▶ [Exercise]: Turn every line in the records below into a numbered list, leaving out any blank lines.

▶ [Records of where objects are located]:
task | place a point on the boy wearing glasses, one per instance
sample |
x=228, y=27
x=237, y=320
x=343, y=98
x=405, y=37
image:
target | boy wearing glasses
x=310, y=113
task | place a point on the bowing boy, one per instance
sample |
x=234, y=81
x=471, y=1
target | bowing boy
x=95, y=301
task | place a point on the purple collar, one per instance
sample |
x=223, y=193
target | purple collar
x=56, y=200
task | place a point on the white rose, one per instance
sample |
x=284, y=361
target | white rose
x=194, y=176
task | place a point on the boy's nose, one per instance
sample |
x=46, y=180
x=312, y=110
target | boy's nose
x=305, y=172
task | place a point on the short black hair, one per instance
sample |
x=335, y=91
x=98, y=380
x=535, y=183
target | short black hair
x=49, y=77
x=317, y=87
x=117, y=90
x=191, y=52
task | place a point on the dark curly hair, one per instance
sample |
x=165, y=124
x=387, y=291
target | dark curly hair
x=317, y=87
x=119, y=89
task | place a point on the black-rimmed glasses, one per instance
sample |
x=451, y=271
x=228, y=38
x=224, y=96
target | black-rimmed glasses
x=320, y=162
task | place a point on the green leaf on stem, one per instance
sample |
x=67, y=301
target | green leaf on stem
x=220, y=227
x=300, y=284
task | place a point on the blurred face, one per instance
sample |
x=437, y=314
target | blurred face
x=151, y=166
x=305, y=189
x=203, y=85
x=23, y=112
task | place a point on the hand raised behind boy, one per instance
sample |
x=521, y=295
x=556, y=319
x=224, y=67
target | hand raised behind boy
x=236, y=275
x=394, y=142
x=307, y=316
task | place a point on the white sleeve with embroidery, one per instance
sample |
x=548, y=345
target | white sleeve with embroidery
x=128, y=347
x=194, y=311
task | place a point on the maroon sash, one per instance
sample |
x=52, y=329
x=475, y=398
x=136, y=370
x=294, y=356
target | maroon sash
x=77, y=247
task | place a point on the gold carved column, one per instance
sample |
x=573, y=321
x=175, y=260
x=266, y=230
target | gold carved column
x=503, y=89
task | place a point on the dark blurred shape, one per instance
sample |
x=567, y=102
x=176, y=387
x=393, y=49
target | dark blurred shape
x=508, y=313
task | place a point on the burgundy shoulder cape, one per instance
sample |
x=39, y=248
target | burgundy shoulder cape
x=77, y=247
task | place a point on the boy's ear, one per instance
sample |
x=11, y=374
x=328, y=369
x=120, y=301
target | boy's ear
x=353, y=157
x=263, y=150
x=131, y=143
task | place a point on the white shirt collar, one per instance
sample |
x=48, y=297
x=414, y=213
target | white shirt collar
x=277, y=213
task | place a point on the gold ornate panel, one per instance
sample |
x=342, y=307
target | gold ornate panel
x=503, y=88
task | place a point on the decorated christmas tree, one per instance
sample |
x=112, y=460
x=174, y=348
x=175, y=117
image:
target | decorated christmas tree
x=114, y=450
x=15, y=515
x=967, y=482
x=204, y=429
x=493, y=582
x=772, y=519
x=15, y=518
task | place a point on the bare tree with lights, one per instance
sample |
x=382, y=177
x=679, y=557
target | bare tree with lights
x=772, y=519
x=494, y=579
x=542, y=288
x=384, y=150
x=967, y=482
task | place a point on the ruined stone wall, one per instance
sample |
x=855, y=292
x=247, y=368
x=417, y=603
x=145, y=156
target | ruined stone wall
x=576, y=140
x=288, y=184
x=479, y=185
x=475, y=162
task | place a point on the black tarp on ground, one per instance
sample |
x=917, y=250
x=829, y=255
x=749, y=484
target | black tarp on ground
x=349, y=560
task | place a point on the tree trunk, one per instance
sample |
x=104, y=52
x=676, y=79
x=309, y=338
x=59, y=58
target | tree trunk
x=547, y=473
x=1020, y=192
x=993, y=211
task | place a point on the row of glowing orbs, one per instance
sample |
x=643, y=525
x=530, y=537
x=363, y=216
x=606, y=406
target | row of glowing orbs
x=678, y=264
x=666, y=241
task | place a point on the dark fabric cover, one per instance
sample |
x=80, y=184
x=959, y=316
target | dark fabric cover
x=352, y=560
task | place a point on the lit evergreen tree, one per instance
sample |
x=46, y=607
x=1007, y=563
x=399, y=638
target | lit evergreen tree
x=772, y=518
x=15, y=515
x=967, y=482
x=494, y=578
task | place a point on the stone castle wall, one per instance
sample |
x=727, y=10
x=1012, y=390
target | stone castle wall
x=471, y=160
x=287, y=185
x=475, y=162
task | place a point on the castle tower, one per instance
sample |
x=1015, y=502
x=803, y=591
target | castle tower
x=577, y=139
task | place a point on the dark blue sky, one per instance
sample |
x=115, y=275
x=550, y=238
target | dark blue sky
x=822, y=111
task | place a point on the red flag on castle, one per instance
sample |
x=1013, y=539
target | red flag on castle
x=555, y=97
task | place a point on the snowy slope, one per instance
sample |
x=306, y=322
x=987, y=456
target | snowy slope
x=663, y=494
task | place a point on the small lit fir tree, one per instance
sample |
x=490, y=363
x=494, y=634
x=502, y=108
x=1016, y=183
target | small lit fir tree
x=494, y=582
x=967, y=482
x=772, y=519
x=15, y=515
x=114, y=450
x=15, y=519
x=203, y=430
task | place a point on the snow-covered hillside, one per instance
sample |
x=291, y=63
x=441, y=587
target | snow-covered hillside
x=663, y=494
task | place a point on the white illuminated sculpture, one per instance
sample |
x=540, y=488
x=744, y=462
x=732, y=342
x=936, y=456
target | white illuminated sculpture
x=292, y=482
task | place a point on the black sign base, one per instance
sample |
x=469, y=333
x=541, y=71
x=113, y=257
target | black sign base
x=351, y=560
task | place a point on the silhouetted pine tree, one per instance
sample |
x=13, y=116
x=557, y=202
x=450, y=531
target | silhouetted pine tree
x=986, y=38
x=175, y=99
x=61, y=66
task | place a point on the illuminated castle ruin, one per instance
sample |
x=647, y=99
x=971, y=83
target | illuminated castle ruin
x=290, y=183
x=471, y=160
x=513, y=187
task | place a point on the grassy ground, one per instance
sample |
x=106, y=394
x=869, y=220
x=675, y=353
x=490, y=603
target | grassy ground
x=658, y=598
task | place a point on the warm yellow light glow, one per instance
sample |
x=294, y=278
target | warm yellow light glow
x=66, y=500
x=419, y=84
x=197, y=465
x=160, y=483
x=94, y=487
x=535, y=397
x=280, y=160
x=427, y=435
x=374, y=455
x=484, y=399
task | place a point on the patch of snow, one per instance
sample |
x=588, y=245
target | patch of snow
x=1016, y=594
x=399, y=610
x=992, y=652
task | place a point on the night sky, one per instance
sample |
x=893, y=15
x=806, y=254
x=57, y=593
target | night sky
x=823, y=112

▶ [Full response]:
1. task | place a point on the boy wearing glasses, one per instance
2. sample |
3. x=228, y=27
4. x=237, y=320
5. x=343, y=98
6. x=405, y=37
7. image:
8. target | boy wearing glasses
9. x=310, y=113
10. task | place a point on the bowing boy, one per instance
11. sample |
12. x=234, y=81
13. x=471, y=1
14. target | bowing boy
15. x=95, y=301
16. task | place a point on the purple collar, one per instance
17. sample |
18. x=223, y=193
19. target | purple collar
20. x=56, y=200
21. task | place a point on the white rose, one per instance
22. sample |
23. x=284, y=361
24. target | white rose
25. x=194, y=176
26. task | place a point on the boy's nose, one per instance
27. sample |
28. x=46, y=180
29. x=312, y=110
30. target | boy's nose
31. x=305, y=172
32. task | place a point on the short black hair, one per instance
33. sample |
34. x=335, y=91
35. x=98, y=380
36. x=535, y=183
37. target | short black hair
38. x=49, y=77
39. x=317, y=87
40. x=117, y=90
41. x=191, y=52
42. task | place a point on the dark curly hair, one per instance
43. sample |
44. x=165, y=124
45. x=387, y=291
46. target | dark curly hair
47. x=317, y=87
48. x=119, y=89
49. task | place a point on the black-rimmed glasses, one per instance
50. sample |
51. x=451, y=271
52. x=228, y=38
53. x=224, y=96
54. target | black-rimmed glasses
55. x=320, y=162
56. task | place a point on the green leaf on stem, one per instance
57. sample |
58. x=67, y=301
59. target | green leaf on stem
60. x=220, y=227
61. x=300, y=284
62. task | place a point on the blurred face, one per instance
63. sample |
64. x=437, y=314
65. target | blurred face
66. x=151, y=166
67. x=305, y=189
68. x=203, y=85
69. x=23, y=112
70. task | place a point on the hand raised behind boy, one per instance
71. sample |
72. x=521, y=295
73. x=556, y=319
74. x=224, y=67
75. target | hand raised behind boy
76. x=236, y=275
77. x=394, y=142
78. x=307, y=316
79. task | place a point on the white sleeve with embroidery, one per instance
80. sample |
81. x=548, y=345
82. target | white sleeve with embroidery
83. x=128, y=347
84. x=194, y=311
85. task | place a point on the maroon sash, one per instance
86. sample |
87. x=52, y=329
88. x=475, y=398
89. x=136, y=370
90. x=294, y=356
91. target | maroon sash
92. x=77, y=247
93. task | place a point on the gold carved column, one per instance
94. sample |
95. x=573, y=321
96. x=175, y=260
97. x=266, y=230
98. target | gold carved column
99. x=503, y=89
100. task | place a point on the dark blurred shape, one per instance
101. sample |
102. x=567, y=102
103. x=176, y=387
104. x=393, y=49
105. target | dark blurred shape
106. x=508, y=313
107. task | place a point on the burgundy shoulder cape, one per instance
108. sample |
109. x=39, y=248
110. target | burgundy shoulder cape
111. x=77, y=247
112. task | place a point on the boy's ear, one per instance
113. sample |
114. x=11, y=374
115. x=328, y=369
116. x=120, y=301
117. target | boy's ear
118. x=353, y=157
119. x=263, y=150
120. x=131, y=143
121. task | place a point on the white shirt collar, one per instance
122. sample |
123. x=48, y=297
124. x=414, y=213
125. target | white shirt collar
126. x=277, y=213
127. task | place a point on the gold ornate panel, one per instance
128. sample |
129. x=342, y=307
130. target | gold ornate panel
131. x=503, y=88
132. task | place a point on the decorated christmas tree, one per instance
133. sample |
134. x=112, y=460
135. x=174, y=348
136. x=175, y=117
137. image:
138. target | decorated christmas tree
139. x=114, y=450
140. x=15, y=515
141. x=967, y=482
142. x=204, y=429
143. x=493, y=582
144. x=772, y=519
145. x=15, y=518
146. task | place a point on the bare tree with lights, one per instance
147. sample |
148. x=382, y=177
149. x=679, y=557
150. target | bare tree with lights
151. x=772, y=519
152. x=494, y=579
153. x=542, y=288
154. x=384, y=150
155. x=967, y=482
156. task | place a point on the ruined stone wall, one per instance
157. sample |
158. x=855, y=292
159. x=247, y=368
160. x=417, y=603
161. x=145, y=156
162. target | ruined stone wall
163. x=576, y=140
164. x=288, y=184
165. x=479, y=185
166. x=475, y=162
167. task | place a point on the black tarp on ground, one per instance
168. sample |
169. x=917, y=250
170. x=829, y=255
171. x=749, y=484
172. target | black tarp on ground
173. x=349, y=560
174. task | place a point on the tree trunk, one per instance
175. sample |
176. x=104, y=52
177. x=676, y=79
178. x=309, y=338
179. x=59, y=58
180. target | tree trunk
181. x=547, y=473
182. x=1020, y=192
183. x=993, y=211
184. task | place a point on the row of glowing orbs, one per instance
185. sample |
186. x=643, y=525
187. x=530, y=537
188. x=363, y=216
189. x=606, y=406
190. target | row of glowing orbs
191. x=678, y=264
192. x=666, y=241
193. task | place a point on the dark fabric cover, one per instance
194. sample |
195. x=80, y=184
196. x=959, y=316
197. target | dark fabric cover
198. x=352, y=560
199. task | place a point on the lit evergreen tree, one per instance
200. sample |
201. x=46, y=607
202. x=1007, y=563
203. x=399, y=638
204. target | lit evergreen tree
205. x=772, y=518
206. x=15, y=515
207. x=967, y=482
208. x=494, y=578
209. task | place a point on the stone castle wall, one per instance
210. sample |
211. x=727, y=10
212. x=1012, y=390
213. target | stone castle wall
214. x=471, y=160
215. x=287, y=185
216. x=475, y=162
217. task | place a point on the castle tower, one per instance
218. sample |
219. x=1015, y=502
220. x=803, y=591
221. target | castle tower
222. x=577, y=139
223. task | place a point on the dark blue sky, one per instance
224. sample |
225. x=115, y=275
226. x=550, y=238
227. target | dark blue sky
228. x=822, y=111
229. task | place a point on the red flag on castle, one per instance
230. sample |
231. x=1013, y=539
232. target | red flag on castle
233. x=555, y=97
234. task | place a point on the snowy slope, one per instance
235. sample |
236. x=306, y=322
237. x=987, y=456
238. target | snowy slope
239. x=663, y=494
240. task | place a point on the small lit fir tree, one per instance
241. sample |
242. x=490, y=363
243. x=494, y=634
244. x=502, y=108
245. x=1016, y=183
246. target | small lit fir tree
247. x=494, y=582
248. x=967, y=482
249. x=772, y=519
250. x=15, y=515
251. x=114, y=450
252. x=15, y=519
253. x=203, y=430
254. task | place a point on the snow-covered hillside, one per instance
255. sample |
256. x=291, y=63
257. x=441, y=587
258. target | snow-covered hillside
259. x=663, y=494
260. task | place a point on the white illuminated sculpture, one per instance
261. sample |
262. x=540, y=488
263. x=744, y=462
264. x=732, y=342
265. x=936, y=456
266. target | white illuminated sculpture
267. x=292, y=482
268. task | place a point on the black sign base, one per instance
269. sample |
270. x=469, y=333
271. x=541, y=71
272. x=113, y=257
273. target | black sign base
274. x=351, y=560
275. task | place a point on the silhouetted pine tree, one per instance
276. sample |
277. x=13, y=116
278. x=557, y=202
279. x=450, y=531
280. target | silhouetted pine tree
281. x=986, y=38
282. x=175, y=99
283. x=61, y=66
284. task | place a point on the illuminated castle ruin, one per instance
285. sample |
286. x=647, y=99
287. x=971, y=83
288. target | illuminated castle ruin
289. x=290, y=183
290. x=471, y=160
291. x=513, y=187
292. task | place a point on the grassy ground, one per instance
293. sample |
294. x=106, y=394
295. x=869, y=220
296. x=675, y=353
297. x=490, y=603
298. target | grassy ground
299. x=658, y=598
300. task | place a point on the warm yellow light glow, one per instance
301. sample |
302. x=294, y=278
303. target | warm yellow light glow
304. x=66, y=500
305. x=419, y=84
306. x=197, y=465
307. x=160, y=483
308. x=94, y=487
309. x=535, y=397
310. x=280, y=160
311. x=427, y=435
312. x=374, y=455
313. x=484, y=399
314. task | place a point on the patch of snow, one per instance
315. sample |
316. x=588, y=245
317. target | patch of snow
318. x=1016, y=594
319. x=399, y=610
320. x=992, y=652
321. task | place a point on the night sky, one per instance
322. sample |
323. x=893, y=15
324. x=806, y=254
325. x=57, y=593
326. target | night sky
327. x=823, y=112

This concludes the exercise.